▶

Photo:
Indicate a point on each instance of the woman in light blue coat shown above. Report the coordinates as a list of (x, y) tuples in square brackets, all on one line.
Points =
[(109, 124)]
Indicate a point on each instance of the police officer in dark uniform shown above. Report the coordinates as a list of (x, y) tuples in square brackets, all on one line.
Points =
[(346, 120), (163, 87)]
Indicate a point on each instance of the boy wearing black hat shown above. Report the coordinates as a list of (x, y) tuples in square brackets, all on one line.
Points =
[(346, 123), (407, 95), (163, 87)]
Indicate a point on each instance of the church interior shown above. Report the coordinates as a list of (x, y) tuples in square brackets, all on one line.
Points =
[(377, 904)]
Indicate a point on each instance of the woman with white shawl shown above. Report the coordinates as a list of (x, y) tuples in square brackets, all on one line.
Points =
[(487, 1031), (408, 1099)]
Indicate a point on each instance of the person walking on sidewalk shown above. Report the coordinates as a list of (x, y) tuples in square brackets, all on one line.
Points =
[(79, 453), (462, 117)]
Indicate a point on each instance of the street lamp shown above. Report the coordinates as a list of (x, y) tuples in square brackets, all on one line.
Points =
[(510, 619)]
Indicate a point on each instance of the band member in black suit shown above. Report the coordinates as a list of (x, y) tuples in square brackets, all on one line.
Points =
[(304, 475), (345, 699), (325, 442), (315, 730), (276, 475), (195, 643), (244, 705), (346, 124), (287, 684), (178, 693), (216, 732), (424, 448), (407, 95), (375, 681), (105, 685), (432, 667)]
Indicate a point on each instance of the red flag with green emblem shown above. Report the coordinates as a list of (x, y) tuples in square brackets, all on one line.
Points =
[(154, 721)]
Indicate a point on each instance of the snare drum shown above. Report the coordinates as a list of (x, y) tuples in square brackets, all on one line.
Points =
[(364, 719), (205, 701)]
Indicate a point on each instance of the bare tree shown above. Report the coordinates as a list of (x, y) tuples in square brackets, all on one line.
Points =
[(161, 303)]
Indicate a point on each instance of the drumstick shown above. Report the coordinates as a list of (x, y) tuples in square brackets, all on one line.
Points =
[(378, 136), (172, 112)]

◀
▶

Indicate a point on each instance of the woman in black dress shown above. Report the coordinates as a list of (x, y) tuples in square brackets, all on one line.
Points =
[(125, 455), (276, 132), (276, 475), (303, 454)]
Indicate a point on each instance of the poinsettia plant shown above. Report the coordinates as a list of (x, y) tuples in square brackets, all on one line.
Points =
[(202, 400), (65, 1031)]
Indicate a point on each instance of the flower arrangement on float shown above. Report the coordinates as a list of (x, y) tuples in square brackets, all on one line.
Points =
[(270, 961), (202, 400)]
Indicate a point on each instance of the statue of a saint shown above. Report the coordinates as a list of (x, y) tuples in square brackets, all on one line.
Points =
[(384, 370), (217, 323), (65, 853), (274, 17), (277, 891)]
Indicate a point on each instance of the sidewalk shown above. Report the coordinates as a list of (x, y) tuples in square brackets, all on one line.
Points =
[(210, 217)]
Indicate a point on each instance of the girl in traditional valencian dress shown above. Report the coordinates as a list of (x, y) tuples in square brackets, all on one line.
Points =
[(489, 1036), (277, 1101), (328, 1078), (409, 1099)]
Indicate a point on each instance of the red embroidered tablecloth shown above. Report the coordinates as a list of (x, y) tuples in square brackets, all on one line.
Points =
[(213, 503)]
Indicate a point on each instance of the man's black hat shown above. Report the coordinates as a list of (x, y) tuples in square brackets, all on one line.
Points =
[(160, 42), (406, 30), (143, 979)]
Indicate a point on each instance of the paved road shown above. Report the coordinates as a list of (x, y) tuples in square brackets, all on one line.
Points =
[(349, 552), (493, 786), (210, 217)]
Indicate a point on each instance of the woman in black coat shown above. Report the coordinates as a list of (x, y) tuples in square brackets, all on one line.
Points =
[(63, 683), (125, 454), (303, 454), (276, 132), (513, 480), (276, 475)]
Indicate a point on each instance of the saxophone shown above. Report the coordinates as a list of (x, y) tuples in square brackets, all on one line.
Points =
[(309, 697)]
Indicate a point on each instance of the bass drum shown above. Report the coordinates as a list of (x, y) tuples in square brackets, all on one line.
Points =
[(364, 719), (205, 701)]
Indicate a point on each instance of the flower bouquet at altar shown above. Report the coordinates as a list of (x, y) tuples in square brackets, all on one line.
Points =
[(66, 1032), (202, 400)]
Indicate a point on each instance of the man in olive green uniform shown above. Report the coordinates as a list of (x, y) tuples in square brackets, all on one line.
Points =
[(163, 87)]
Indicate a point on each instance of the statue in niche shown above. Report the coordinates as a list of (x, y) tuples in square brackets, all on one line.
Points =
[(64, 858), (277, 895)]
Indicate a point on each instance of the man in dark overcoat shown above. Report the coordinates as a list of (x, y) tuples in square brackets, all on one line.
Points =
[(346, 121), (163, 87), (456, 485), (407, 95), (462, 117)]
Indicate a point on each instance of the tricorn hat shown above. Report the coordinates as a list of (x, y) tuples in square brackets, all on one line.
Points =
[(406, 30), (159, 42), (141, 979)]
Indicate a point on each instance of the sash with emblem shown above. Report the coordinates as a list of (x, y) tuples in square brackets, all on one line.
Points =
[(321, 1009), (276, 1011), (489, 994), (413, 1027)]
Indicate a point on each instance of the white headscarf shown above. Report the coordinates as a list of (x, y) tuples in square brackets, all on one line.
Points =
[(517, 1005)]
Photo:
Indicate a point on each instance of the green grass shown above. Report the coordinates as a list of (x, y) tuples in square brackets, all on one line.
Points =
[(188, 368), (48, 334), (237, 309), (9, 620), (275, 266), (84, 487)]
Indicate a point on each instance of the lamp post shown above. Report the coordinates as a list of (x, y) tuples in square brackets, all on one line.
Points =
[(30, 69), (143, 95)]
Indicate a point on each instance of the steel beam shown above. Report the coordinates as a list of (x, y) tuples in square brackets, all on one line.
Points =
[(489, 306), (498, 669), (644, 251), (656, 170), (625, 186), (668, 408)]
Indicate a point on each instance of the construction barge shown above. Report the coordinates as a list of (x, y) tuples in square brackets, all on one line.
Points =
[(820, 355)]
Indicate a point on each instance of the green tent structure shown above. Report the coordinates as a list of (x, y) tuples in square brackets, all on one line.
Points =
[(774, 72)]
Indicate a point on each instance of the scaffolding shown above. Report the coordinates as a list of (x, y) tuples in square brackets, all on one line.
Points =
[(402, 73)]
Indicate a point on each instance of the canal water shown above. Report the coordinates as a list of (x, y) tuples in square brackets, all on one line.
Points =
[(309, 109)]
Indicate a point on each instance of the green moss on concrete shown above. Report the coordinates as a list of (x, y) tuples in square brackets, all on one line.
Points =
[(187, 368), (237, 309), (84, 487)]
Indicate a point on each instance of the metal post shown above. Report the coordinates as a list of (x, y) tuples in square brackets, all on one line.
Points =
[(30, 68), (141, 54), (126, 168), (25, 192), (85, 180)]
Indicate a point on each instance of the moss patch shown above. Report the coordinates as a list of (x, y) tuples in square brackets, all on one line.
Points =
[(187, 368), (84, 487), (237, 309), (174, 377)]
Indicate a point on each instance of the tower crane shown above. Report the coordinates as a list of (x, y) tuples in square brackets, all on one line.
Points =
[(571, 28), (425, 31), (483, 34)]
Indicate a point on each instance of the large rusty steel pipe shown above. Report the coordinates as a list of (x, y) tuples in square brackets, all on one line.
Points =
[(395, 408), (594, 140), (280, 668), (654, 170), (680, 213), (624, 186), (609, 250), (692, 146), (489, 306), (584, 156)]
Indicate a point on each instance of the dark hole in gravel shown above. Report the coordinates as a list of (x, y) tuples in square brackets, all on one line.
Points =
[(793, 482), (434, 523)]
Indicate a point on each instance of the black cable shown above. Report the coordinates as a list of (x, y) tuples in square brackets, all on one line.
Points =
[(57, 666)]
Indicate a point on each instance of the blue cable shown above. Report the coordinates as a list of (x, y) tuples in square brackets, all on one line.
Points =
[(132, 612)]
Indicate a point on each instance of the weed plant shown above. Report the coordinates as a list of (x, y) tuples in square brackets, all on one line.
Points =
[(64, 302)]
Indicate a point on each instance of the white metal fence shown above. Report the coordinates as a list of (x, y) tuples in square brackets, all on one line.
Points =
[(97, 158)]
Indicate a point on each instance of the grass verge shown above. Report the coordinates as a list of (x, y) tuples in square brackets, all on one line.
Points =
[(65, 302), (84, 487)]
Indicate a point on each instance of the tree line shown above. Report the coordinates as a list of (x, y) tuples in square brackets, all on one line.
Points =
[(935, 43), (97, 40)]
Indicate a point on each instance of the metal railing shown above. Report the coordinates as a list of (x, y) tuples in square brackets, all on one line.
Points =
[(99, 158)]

◀
▶

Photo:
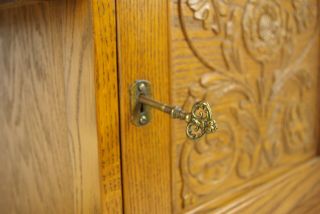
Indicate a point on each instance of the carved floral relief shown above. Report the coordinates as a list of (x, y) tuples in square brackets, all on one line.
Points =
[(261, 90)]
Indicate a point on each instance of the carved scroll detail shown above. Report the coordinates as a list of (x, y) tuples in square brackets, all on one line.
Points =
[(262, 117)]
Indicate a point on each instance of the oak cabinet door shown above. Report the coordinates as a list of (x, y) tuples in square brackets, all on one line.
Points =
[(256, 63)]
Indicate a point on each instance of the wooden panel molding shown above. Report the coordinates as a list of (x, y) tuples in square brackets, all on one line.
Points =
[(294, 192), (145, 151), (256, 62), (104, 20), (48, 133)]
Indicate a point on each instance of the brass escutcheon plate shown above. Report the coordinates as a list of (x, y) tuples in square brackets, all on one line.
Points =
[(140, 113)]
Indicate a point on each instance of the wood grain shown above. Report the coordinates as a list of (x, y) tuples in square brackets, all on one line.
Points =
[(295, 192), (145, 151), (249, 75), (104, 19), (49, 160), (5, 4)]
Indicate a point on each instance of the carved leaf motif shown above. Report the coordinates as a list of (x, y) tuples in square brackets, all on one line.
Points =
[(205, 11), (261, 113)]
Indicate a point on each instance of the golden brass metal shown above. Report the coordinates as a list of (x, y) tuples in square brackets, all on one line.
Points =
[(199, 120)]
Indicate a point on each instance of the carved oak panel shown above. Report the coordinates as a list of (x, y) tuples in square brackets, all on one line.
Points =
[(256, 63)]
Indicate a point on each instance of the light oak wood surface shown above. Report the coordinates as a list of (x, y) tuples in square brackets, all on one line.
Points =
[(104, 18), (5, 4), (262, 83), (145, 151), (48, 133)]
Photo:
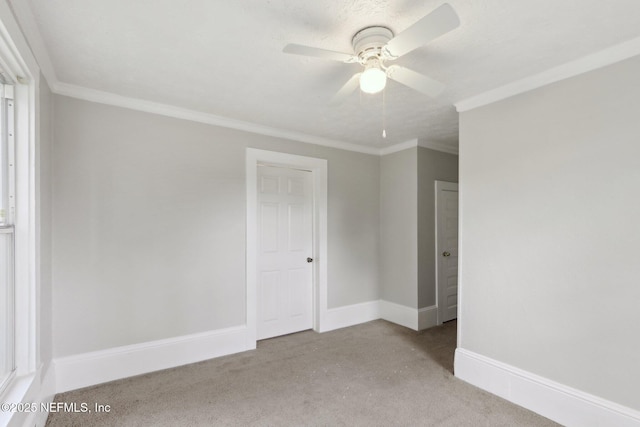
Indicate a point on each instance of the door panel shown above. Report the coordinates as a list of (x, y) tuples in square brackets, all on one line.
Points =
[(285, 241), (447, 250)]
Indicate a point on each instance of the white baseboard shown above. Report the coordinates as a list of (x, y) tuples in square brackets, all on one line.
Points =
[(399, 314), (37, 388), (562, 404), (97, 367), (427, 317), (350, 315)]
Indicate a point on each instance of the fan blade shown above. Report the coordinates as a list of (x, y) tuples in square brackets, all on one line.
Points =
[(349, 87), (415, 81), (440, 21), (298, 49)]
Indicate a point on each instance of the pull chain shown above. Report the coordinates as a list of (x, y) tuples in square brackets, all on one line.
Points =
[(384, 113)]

◀

WHAT IS REQUIRED — Turn the lines from the one containing "Indicate a point on each instance of the metal post" to the one containing "[(571, 28), (425, 31), (483, 34)]", both included, into a numbered list, omitting any blank lines.

SOLUTION FOR THIS EXERCISE —
1. Indicate a point on each instance of the metal post shown above. Report the coordinates as a list of (x, y) tuples in square brackets, all on one line.
2. Points =
3. [(30, 68), (141, 54), (126, 168), (25, 192), (85, 180)]
4. Indicate a point on each instance of the moss patch shown above. Report the coordinates as a list of (x, y) tuples in square brackets, all on one line.
5. Points =
6. [(187, 368), (84, 487), (237, 309), (174, 377)]
7. Indicate a point on each instance of the tower crane shown above. Report the coordinates as a list of (x, y) tuples in square brackets, all on one line.
8. Points =
9. [(571, 28), (425, 31), (483, 34)]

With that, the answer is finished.